--- BEGIN Given data ---

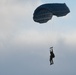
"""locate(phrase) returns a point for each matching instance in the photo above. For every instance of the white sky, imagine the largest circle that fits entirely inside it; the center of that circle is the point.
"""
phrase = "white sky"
(24, 44)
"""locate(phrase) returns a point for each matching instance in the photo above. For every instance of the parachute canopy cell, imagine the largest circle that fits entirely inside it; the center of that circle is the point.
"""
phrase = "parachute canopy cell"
(44, 12)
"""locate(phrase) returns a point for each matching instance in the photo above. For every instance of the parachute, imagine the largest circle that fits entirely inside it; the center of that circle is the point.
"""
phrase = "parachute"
(45, 12)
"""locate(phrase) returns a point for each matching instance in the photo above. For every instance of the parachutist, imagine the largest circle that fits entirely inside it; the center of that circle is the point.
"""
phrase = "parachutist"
(51, 56)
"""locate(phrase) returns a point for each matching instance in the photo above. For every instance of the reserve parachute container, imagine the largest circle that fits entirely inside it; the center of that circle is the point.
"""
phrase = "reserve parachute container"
(45, 12)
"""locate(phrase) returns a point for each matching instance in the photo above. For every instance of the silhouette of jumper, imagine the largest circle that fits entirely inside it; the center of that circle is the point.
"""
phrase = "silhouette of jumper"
(51, 56)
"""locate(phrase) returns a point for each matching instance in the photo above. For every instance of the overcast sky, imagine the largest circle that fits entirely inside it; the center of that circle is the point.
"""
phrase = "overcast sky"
(24, 44)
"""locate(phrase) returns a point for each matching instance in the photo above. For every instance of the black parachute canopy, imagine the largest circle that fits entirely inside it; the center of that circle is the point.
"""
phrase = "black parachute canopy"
(44, 12)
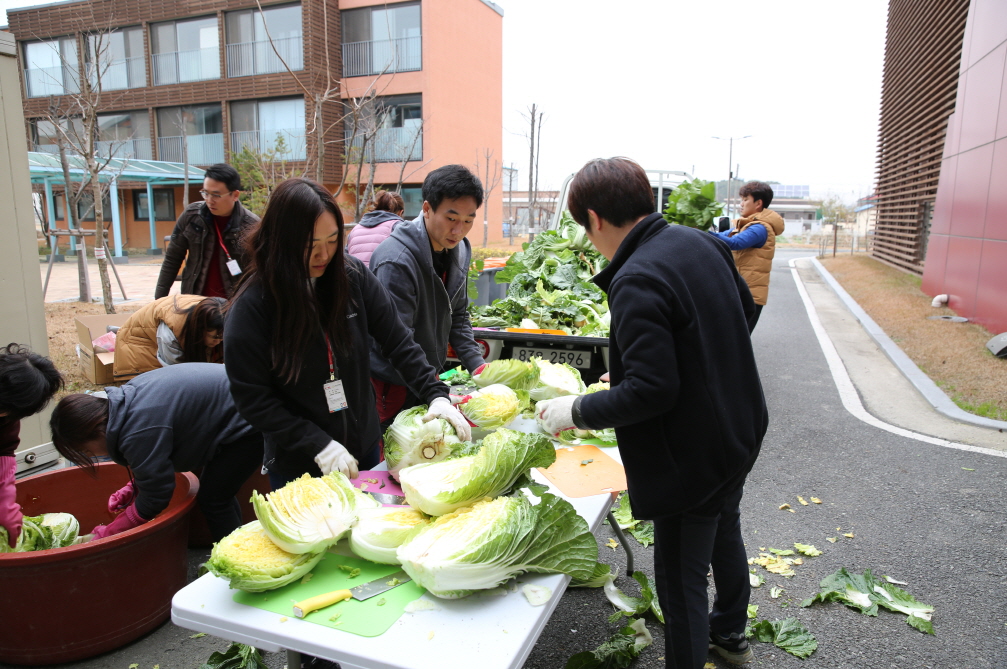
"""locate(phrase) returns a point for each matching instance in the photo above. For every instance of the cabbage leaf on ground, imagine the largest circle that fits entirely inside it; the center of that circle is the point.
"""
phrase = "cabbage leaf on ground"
(480, 546)
(504, 457)
(310, 514)
(250, 560)
(409, 440)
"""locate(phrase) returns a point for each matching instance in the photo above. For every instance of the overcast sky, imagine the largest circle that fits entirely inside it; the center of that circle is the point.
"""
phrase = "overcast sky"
(656, 80)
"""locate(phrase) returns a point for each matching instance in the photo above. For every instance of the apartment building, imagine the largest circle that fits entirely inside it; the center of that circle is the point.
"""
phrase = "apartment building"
(192, 82)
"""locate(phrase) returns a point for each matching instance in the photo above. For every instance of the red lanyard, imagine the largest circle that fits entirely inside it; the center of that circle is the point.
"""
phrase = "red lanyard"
(331, 362)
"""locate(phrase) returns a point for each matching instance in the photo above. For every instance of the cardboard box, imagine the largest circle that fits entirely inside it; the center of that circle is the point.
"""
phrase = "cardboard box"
(97, 366)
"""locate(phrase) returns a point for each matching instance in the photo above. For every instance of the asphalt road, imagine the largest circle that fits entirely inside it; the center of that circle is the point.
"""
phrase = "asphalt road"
(927, 515)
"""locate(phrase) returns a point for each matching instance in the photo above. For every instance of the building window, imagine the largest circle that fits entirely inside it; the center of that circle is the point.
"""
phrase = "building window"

--- END Given data ---

Problem to work on:
Your task is to write out the lines from the one with "of the asphalt" through the end of the records, exactly and with nothing added.

Written solution:
"""locate(phrase) returns a point for each matching instance in the photo above. For every instance of the asphalt road, imagine the largest circle that fits entirely inside it; the center of that circle is the point.
"""
phrase = "asphalt road"
(927, 515)
"""locate(phrase) returns a point for each matching instance in the photo above. For every instance of the building window, imagine the largest circle that fits entirely inside it; the center of that circle is the point.
"""
phrase = "building window"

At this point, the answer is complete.